[Records shown Boundary: Start]

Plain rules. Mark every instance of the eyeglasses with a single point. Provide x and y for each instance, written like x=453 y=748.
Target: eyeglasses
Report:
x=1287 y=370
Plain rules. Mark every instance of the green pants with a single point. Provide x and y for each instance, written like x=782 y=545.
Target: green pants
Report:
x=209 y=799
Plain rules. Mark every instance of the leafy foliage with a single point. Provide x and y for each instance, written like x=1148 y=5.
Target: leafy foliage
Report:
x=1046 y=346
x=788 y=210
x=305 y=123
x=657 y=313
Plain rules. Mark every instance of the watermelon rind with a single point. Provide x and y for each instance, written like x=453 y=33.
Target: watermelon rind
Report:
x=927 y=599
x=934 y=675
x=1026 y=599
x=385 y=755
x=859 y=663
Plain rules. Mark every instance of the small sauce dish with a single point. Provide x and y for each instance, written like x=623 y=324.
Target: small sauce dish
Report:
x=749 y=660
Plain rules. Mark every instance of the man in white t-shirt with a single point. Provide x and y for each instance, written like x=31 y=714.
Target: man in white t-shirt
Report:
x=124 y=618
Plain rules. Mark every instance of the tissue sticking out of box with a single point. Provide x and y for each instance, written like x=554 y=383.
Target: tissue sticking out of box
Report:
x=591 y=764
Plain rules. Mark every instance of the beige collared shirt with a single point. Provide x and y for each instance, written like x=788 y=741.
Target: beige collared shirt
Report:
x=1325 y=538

[Records shown Boundary: End]

Task goal: Each entry above must be repeated word for word.

Solved exercise:
Plain rules. Mark every instance of the eyeglasses with a single point. Provide x and y for each instance, written like x=453 y=748.
Target: eyeglasses
Report:
x=1287 y=370
Plain rules. Mark every instance of the green pants with a single point. Provide x and y for each instance, written like x=782 y=545.
Target: green pants
Report:
x=209 y=799
Plain rules. Mark every instance of the leafy foliage with a single point. Provide x and y for each instance, written like x=1148 y=5.
Target: leafy foliage
Report:
x=1046 y=346
x=788 y=210
x=305 y=123
x=657 y=313
Plain rules. Mark every instance of the watermelon rind with a single point. Provide x and y for each instance, written like x=453 y=33.
Target: watermelon rind
Report:
x=927 y=599
x=934 y=675
x=1026 y=599
x=385 y=755
x=859 y=663
Plain rules. Mark every instance of the small sauce dish with a single point. Provide x and y for each instance, written like x=623 y=324.
Target: small sauce dish
Report:
x=749 y=660
Plain rules. Mark every instance of the man in white t-shirt with a single point. Provide x and y for each instance, written like x=31 y=714.
Target: man in white t-shirt
Report:
x=124 y=618
Plain rules. Mark every instance of the tissue sticking out of box with a single point. Provide x and y for each instance, written like x=554 y=383.
Target: tissue sticking out of box
Report:
x=591 y=764
Plain rules. Mark every instance of the beige collared shirt with a single point. Provide x and y for each instance, written like x=788 y=741.
Target: beige collared shirt
Report:
x=1325 y=538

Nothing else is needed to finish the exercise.